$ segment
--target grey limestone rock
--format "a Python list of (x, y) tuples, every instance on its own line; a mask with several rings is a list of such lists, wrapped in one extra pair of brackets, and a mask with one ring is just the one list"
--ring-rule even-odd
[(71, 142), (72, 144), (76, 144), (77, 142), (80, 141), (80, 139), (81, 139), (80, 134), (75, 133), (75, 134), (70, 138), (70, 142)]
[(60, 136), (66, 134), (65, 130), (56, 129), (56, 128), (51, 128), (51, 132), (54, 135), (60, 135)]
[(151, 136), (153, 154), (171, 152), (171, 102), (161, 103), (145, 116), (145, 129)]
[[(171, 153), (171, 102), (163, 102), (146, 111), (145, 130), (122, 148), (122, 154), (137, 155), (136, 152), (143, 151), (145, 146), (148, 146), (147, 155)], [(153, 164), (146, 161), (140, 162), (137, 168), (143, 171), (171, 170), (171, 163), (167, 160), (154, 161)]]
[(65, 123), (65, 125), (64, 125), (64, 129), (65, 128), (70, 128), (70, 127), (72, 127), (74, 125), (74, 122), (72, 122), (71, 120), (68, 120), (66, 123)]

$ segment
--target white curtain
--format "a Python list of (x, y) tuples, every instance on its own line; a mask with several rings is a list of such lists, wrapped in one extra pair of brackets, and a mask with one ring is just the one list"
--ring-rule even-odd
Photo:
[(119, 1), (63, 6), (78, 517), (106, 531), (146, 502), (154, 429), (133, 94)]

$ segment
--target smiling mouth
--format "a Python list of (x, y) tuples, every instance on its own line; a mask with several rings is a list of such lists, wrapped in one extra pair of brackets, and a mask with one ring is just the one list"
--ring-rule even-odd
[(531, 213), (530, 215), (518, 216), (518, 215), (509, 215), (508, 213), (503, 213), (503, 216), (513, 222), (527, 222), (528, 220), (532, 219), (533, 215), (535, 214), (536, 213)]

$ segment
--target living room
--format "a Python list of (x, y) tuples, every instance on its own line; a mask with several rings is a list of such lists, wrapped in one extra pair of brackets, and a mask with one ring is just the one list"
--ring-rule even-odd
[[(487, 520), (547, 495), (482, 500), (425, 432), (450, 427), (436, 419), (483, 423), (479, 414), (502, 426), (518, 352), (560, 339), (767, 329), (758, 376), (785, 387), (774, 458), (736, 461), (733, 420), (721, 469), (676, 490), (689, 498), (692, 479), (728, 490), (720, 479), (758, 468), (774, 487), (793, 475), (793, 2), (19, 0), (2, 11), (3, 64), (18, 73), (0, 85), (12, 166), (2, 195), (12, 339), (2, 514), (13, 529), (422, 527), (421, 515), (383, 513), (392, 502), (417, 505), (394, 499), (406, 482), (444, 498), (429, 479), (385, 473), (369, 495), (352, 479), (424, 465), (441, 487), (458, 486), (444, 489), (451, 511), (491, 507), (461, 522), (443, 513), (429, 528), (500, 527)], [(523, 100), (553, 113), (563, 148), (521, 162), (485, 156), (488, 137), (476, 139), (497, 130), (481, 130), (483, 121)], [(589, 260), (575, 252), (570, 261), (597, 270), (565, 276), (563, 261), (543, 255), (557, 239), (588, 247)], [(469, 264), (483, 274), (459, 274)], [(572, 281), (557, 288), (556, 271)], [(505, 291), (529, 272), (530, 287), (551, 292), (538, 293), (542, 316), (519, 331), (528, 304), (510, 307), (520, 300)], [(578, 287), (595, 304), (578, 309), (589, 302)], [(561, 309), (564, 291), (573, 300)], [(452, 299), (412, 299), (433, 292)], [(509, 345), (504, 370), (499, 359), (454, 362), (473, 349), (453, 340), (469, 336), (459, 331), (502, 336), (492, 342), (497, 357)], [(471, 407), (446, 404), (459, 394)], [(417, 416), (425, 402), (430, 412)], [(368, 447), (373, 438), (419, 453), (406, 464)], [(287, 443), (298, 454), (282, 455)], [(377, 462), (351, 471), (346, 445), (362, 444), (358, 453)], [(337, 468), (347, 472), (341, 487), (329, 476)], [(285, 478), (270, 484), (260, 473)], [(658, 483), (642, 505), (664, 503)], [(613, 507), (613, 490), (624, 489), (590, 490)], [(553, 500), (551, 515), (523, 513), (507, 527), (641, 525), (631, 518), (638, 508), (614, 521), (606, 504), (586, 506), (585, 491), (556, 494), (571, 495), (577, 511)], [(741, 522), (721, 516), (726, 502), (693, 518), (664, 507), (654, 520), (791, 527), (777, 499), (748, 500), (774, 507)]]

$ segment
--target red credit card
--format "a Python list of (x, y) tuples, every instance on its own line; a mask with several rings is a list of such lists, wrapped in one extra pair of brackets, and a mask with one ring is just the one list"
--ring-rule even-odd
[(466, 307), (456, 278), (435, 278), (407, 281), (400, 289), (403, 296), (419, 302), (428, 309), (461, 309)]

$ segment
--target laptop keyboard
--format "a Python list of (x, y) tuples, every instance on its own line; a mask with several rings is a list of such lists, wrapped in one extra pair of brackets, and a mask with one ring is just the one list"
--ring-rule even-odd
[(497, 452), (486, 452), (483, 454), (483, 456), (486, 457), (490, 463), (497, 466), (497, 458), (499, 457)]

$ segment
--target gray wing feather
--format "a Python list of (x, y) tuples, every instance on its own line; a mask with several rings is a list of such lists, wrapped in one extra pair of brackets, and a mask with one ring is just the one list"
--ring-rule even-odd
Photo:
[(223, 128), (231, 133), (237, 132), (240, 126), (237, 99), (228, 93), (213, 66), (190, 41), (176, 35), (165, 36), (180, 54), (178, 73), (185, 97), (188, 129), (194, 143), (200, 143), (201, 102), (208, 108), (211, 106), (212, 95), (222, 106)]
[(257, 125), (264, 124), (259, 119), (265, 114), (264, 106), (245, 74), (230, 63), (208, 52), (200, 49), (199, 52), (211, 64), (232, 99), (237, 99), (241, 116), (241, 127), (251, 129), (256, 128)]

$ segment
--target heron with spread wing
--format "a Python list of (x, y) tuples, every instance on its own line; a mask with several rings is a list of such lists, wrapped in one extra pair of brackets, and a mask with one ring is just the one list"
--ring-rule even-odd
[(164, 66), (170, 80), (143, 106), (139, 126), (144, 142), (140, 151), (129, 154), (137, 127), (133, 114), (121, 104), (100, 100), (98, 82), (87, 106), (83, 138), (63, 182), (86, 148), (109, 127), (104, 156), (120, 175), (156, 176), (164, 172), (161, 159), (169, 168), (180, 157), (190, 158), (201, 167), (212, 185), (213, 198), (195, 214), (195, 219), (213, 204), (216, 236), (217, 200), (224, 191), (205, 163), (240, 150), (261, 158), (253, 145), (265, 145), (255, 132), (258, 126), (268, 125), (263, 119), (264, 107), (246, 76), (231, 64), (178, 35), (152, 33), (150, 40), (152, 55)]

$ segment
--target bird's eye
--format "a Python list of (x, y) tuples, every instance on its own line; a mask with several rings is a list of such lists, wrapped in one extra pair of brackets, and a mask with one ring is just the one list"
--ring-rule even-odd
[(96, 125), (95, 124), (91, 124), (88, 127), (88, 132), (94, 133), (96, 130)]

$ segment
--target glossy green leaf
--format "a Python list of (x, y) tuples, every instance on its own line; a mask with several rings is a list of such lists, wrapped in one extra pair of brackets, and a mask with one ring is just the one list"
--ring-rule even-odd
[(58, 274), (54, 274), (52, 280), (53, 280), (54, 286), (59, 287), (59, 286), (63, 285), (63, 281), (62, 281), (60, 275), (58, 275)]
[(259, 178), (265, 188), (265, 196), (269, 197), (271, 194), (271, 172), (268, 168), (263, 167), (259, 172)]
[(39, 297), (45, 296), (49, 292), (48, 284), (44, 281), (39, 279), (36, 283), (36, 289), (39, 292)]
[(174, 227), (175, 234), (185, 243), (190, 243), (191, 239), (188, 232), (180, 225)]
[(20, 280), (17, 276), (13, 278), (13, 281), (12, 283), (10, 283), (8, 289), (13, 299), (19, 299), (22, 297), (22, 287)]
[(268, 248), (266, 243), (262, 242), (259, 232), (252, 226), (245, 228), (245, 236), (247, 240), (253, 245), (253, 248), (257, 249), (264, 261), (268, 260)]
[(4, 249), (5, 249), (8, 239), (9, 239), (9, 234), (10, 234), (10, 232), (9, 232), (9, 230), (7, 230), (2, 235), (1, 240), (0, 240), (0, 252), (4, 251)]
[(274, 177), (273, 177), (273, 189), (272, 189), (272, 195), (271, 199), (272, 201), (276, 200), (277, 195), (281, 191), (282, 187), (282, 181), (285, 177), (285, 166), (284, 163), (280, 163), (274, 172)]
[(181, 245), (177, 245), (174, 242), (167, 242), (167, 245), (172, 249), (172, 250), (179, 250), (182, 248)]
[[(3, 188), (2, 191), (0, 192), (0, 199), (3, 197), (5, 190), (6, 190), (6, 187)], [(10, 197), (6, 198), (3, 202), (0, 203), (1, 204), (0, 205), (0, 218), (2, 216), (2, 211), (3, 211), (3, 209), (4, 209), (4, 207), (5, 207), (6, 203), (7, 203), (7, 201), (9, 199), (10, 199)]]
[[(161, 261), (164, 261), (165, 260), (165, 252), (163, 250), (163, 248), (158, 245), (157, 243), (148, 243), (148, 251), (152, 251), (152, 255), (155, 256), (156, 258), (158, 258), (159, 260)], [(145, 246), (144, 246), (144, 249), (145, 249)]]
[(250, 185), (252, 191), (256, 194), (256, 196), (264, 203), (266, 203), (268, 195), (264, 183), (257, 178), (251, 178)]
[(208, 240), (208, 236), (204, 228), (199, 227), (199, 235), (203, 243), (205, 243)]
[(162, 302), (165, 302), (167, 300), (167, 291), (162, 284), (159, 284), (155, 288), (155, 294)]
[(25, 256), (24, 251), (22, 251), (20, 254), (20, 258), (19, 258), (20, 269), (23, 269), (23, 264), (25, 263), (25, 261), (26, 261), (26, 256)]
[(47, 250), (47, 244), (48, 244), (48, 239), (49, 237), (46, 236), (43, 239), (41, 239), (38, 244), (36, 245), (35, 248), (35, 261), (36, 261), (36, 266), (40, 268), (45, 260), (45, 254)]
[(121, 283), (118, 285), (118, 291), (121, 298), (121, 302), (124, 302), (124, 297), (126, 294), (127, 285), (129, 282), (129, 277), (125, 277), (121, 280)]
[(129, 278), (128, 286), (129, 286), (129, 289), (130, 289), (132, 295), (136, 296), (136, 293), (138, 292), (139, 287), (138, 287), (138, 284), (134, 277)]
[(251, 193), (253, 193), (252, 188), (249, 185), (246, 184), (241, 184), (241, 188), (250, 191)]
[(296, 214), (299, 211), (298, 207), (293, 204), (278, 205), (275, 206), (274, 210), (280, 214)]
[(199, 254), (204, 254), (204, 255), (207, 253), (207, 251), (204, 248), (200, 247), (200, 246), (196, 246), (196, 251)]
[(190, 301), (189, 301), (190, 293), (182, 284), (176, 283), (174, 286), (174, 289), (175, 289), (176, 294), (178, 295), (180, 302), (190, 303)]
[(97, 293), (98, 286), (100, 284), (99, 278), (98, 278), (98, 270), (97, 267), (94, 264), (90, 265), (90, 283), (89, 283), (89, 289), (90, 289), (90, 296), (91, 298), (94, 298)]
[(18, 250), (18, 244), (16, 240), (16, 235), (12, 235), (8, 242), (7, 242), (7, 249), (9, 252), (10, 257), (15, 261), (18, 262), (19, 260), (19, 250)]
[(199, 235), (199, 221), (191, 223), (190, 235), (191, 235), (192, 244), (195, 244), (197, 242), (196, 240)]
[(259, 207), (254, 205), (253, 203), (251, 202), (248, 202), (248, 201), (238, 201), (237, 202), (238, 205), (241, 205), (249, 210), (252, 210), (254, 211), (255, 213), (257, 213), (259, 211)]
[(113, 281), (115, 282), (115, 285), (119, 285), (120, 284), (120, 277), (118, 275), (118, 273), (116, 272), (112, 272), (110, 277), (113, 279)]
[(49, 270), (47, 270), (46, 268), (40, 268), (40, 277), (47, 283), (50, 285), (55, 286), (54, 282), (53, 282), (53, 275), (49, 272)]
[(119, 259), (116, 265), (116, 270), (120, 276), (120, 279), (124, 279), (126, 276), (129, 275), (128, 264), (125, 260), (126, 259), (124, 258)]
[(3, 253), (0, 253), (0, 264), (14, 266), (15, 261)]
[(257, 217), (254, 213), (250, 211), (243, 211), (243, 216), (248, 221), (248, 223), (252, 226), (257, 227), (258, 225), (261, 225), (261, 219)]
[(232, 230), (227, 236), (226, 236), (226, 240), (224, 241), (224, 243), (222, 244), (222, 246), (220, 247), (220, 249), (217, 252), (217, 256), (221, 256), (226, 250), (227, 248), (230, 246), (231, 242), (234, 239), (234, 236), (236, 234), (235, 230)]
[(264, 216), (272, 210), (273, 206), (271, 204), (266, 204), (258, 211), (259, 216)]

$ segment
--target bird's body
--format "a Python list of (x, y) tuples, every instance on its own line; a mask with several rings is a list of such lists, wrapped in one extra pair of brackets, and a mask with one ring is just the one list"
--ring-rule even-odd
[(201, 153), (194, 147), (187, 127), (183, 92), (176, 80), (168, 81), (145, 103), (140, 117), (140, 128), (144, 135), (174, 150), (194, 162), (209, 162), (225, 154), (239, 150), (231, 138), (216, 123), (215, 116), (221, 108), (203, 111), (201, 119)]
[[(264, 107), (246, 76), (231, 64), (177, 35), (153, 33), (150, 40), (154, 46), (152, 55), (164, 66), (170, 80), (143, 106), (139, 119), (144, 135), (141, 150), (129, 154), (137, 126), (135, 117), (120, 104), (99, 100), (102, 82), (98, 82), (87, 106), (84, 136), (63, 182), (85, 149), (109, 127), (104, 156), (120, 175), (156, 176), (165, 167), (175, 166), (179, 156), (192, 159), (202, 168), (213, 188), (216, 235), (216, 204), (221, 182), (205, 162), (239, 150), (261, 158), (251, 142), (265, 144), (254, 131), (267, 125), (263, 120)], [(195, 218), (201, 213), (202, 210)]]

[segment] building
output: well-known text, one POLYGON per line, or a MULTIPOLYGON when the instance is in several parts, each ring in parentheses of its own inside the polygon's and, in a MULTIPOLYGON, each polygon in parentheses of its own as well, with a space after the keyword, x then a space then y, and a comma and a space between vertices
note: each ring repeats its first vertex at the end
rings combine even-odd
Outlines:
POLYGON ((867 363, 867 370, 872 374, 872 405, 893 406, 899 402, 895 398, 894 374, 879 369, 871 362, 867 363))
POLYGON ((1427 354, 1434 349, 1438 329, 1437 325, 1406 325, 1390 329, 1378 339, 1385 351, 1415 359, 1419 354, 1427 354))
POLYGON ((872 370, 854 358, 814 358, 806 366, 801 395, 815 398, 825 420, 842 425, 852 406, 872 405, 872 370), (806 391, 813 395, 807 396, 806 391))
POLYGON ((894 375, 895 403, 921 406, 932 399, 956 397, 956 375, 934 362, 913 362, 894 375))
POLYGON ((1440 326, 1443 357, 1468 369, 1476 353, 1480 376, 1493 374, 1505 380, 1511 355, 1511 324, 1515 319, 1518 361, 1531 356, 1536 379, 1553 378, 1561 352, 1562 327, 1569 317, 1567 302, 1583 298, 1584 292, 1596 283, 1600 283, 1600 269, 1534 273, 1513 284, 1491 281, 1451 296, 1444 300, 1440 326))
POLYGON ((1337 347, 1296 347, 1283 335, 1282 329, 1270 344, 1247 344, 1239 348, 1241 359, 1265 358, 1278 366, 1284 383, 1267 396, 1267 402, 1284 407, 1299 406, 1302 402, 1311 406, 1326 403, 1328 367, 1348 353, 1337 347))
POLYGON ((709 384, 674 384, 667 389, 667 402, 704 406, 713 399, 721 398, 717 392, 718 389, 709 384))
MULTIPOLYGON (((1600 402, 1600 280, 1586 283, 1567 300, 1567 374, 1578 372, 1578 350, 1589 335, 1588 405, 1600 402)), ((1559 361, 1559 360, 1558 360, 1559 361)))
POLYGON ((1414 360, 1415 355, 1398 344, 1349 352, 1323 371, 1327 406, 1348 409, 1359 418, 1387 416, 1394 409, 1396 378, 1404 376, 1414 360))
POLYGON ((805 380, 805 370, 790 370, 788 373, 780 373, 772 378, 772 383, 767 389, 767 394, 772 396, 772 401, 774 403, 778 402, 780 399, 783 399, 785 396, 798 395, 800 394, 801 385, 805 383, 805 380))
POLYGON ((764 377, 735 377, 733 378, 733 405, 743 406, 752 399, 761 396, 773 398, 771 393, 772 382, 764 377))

──────

Task directions ::
Tally the lines in the listing that contain the string "wing", then report that tally alone.

Solution below ::
2